• _Text passage_
== Segment start ==
However, many AI-driven tools are still operating on disconnected telemetry streams. They identify patterns and generate probabilities, but they often lack the context needed to provide deterministic answers.

When production services are impacted, probabilities aren't enough.

Marvis AI operates directly on top of the contextual graph.

Because the graph already understands intent, dependencies and relationships, Marvis begins with context rather than raw data.

This allows it to reason more like an experienced network engineer.

By combining graph intelligence, historical knowledge, support data and operational context, the system can:

• Identify likely root causes
• Determine impacted services
• Present supporting evidence
• Recommend remediation steps

Instead of dozens of alerts, operators receive concise assessments and actionable recommendations.

The impact on Mean Time to Resolution (MTTR) can be significant.

Moving from reactive to predictive operations

Perhaps the most exciting capability discussed was predictive maintenance.

Traditional monitoring tells you something has already failed.

Predictive operations aim to identify problems before they become outages.

By continuously analyzing variables such as:

• Temperature
• Power consumption
• Voltage levels
• Error counters
• Traffic patterns
• Optical telemetry

AI can detect patterns that often precede component failures.

Imagine knowing an optical transceiver is likely to fail within the next few weeks.

Instead of reacting to an outage, teams can schedule maintenance proactively and replace the component before service is impacted.

When integrated with service management platforms, these insights can even trigger workflows to open tickets, coordinate replacement processes and streamline remediation.

Infrastructure designed for AI scale

Software intelligence is only half of the equation.

AI workloads are driving unprecedented demands on network infrastructure.

Organizations must now support three dimensions of scale:

Scale-up

High-speed communication within servers and racks, including GPU-to-GPU connectivity.

Scale-out

Connectivity across racks and clusters inside the data center.

Scale-across

Interconnecting AI clusters across multiple facilities using data center interconnect technologies.

Supporting these architectures requires a new generation of networking hardware.

The industry is rapidly moving beyond traditional 100G and 400G environments toward:

• 800GbE switching
• 1.6TbE platforms
• OSFP optics
• Open rack architectures
• Liquid-cooled networking solutions

As GPU density increases, power delivery and cooling are becoming just as important as bandwidth.

Future-ready data centers must be designed with networking, compute, power and cooling operating as a unified system.
== Segment end ==
• _Work request A_
Summarize the passage on AI-driven network operations in three sentences.
• _Work request B_
Return the stretch of the passage on AI-driven network operations from "Instead of dozens" through "they become outages.", word for word.

[Segmentation mask data]
== Segment start ==
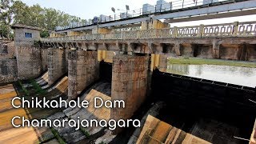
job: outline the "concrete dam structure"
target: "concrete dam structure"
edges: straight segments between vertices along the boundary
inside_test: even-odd
[[[127,31],[117,29],[134,26],[105,24],[111,22],[55,31],[46,38],[38,27],[12,26],[14,42],[0,43],[0,135],[6,135],[0,143],[255,144],[255,87],[168,74],[166,68],[167,58],[255,62],[256,22],[170,27],[150,18],[136,22],[140,30]],[[123,100],[126,106],[14,109],[10,102],[16,96],[90,102],[98,97]],[[134,118],[141,126],[14,128],[15,115]]]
== Segment end ==
• _Final answer A_
Marvis AI works on top of a contextual graph, so it begins with context rather than raw data and can identify likely root causes, determine impacted services, present evidence and recommend remediation, giving operators concise assessments instead of dozens of alerts. Predictive operations continuously analyze variables such as temperature, power consumption and optical telemetry to detect patterns that often precede component failures, letting teams schedule maintenance and replace components before service is impacted. AI workloads also demand infrastructure that supports scale-up, scale-out and scale-across, which calls for new hardware such as 800GbE switching and liquid-cooled solutions, with power delivery and cooling becoming as important as bandwidth.

• _Final answer B_
Instead of dozens of alerts, operators receive concise assessments and actionable recommendations.

The impact on Mean Time to Resolution (MTTR) can be significant.

Moving from reactive to predictive operations

Perhaps the most exciting capability discussed was predictive maintenance.

Traditional monitoring tells you something has already failed.

Predictive operations aim to identify problems before they become outages.